§ Activity:
Would you please return the line containing "Please put a point on the lane" and all the lines after it through the end of the records below, unchanged and on their own?

§ Exercise material:
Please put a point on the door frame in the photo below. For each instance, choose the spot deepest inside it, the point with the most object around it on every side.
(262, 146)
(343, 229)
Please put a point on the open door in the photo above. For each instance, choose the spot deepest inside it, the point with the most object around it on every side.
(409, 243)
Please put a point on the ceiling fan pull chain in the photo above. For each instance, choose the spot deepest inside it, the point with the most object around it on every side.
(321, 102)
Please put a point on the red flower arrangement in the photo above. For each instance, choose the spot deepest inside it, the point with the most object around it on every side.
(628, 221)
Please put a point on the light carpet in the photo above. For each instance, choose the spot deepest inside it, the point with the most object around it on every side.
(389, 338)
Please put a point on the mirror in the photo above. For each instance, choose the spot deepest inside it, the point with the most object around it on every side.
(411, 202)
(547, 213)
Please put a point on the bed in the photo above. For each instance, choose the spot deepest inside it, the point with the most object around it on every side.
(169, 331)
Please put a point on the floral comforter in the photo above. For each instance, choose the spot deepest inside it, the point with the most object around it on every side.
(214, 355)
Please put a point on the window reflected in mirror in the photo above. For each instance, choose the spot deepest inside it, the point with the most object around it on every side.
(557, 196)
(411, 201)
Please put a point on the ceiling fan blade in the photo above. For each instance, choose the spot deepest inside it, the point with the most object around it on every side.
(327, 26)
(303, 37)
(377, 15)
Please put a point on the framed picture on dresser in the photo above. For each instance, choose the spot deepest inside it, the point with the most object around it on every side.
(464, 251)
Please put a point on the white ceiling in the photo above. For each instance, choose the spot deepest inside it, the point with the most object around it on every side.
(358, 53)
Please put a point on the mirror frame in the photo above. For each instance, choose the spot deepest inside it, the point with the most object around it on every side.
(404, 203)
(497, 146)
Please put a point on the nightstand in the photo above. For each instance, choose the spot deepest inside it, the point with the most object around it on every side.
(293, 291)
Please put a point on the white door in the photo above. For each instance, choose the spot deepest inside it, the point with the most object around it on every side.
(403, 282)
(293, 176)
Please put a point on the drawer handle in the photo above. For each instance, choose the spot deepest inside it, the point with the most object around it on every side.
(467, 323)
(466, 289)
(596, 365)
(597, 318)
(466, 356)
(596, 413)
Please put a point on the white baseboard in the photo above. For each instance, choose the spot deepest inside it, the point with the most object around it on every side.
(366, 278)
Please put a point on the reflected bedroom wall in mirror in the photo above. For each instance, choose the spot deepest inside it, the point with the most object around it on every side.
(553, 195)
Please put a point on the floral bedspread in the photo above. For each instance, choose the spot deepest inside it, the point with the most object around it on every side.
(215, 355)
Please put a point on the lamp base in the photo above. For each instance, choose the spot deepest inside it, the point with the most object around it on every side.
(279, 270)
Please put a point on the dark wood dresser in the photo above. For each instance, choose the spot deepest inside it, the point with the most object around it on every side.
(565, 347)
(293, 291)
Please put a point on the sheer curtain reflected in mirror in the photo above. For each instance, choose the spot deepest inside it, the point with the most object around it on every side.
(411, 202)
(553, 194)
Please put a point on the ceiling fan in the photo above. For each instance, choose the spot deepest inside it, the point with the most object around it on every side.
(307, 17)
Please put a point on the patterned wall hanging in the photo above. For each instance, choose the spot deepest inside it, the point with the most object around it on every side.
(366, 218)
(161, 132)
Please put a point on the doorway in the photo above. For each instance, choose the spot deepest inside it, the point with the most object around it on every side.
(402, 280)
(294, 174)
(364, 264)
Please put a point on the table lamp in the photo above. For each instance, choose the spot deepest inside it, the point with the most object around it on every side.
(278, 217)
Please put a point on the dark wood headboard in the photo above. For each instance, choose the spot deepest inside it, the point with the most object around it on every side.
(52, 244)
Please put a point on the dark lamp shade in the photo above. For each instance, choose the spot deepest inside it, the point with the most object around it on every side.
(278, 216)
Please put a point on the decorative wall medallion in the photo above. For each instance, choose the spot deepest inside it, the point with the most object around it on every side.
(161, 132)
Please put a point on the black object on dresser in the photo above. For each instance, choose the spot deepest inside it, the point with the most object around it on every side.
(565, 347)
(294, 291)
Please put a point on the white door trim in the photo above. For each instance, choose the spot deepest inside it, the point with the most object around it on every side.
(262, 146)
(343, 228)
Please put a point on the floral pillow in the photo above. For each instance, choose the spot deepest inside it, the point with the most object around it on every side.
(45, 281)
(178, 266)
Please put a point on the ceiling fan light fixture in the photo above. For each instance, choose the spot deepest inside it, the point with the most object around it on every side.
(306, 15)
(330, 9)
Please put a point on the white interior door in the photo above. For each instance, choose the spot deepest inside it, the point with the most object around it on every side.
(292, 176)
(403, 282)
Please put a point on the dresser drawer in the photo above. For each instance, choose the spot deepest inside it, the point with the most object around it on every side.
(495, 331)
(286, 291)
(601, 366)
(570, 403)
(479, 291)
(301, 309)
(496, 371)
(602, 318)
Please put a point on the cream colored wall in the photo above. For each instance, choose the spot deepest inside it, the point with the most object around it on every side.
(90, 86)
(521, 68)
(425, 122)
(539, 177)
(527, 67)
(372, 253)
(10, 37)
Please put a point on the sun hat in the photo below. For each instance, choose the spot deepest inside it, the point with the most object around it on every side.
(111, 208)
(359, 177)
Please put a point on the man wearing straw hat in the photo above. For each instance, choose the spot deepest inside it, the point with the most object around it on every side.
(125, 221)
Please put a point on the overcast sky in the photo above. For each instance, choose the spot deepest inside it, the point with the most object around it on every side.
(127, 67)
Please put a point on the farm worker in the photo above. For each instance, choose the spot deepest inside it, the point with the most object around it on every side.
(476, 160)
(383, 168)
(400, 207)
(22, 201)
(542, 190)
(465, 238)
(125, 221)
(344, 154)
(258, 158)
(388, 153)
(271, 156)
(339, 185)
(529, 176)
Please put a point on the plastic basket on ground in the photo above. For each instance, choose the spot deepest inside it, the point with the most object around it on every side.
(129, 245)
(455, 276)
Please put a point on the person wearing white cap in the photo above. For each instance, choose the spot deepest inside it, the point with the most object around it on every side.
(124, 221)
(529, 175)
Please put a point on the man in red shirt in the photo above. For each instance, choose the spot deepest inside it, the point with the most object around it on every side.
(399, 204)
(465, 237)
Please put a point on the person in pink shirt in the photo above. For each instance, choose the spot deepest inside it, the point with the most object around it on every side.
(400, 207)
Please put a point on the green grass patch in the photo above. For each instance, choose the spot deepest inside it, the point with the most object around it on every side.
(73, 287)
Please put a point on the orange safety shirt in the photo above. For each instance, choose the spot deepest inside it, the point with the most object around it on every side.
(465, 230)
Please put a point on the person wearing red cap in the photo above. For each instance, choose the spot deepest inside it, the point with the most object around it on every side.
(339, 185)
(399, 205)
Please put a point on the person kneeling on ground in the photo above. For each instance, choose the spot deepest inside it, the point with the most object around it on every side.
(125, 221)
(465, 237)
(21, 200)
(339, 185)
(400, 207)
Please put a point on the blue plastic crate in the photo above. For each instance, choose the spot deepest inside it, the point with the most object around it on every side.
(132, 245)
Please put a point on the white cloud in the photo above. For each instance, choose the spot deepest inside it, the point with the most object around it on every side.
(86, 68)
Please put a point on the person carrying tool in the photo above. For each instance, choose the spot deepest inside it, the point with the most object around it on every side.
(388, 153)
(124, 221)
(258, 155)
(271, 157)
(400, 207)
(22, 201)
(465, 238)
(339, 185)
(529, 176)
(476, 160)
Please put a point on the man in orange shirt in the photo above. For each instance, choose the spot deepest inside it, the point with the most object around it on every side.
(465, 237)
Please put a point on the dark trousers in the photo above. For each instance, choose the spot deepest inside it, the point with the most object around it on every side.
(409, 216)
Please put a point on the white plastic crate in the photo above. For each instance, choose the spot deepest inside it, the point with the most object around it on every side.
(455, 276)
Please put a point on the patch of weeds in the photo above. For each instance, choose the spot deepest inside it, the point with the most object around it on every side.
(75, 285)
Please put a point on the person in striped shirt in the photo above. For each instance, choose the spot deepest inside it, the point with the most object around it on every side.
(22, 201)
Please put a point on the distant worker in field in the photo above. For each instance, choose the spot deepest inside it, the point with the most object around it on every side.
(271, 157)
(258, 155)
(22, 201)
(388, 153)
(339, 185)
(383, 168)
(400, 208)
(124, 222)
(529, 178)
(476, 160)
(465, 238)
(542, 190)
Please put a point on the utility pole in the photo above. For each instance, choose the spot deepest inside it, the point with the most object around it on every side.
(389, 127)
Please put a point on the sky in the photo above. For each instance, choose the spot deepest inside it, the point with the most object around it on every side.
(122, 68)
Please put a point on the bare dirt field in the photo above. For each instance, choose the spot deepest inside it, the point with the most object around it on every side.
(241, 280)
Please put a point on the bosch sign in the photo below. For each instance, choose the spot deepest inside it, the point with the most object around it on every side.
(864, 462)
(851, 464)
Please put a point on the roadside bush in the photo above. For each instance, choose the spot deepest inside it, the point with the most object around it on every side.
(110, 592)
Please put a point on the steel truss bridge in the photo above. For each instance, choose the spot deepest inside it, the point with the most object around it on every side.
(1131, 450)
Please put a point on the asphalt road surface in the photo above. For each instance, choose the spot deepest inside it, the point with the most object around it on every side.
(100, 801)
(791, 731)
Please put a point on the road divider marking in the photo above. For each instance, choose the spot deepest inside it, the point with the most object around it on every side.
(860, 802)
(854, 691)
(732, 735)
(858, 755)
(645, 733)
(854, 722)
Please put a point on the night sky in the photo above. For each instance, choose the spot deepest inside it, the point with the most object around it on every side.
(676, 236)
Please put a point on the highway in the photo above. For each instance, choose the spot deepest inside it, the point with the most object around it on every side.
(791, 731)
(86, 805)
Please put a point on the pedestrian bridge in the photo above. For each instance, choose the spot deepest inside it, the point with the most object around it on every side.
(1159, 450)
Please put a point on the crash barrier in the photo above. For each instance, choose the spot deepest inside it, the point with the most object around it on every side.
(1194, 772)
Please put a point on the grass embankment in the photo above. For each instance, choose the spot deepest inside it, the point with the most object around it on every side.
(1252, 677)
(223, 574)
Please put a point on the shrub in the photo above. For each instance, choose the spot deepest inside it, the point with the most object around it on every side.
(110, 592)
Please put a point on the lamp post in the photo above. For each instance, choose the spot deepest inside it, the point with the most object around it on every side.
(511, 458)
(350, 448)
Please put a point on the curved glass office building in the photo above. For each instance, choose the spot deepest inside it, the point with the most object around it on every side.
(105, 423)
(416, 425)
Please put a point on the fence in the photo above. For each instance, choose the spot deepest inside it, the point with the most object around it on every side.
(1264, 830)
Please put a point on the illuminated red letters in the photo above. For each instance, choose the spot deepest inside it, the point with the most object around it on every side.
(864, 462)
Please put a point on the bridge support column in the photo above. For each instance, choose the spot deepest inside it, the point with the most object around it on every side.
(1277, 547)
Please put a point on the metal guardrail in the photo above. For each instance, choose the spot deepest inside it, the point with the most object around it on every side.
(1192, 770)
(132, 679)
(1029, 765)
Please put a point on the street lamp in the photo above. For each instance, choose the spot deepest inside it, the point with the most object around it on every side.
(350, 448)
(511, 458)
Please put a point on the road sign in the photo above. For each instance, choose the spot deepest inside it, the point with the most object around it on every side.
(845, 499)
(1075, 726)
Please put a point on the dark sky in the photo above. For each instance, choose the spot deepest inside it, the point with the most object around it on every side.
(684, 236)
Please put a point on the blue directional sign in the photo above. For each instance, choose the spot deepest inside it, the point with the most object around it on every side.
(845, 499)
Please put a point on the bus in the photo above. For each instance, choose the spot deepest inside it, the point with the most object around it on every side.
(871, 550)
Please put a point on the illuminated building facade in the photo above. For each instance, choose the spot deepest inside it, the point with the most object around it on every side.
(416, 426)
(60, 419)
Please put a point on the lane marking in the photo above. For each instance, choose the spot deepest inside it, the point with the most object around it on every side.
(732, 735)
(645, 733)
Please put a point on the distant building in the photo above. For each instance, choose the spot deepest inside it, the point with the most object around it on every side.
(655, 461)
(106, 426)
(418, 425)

§ Solution for this exercise:
Please put a point on the lane marking in the photo above. For each instance, choose the spot deepest inside it, the point with the most object around it on every side.
(732, 735)
(645, 733)
Please put a point on the distant building in the photo above. For each instance, choose the spot deepest inside it, the point with the most object around it on every side.
(655, 461)
(106, 426)
(418, 425)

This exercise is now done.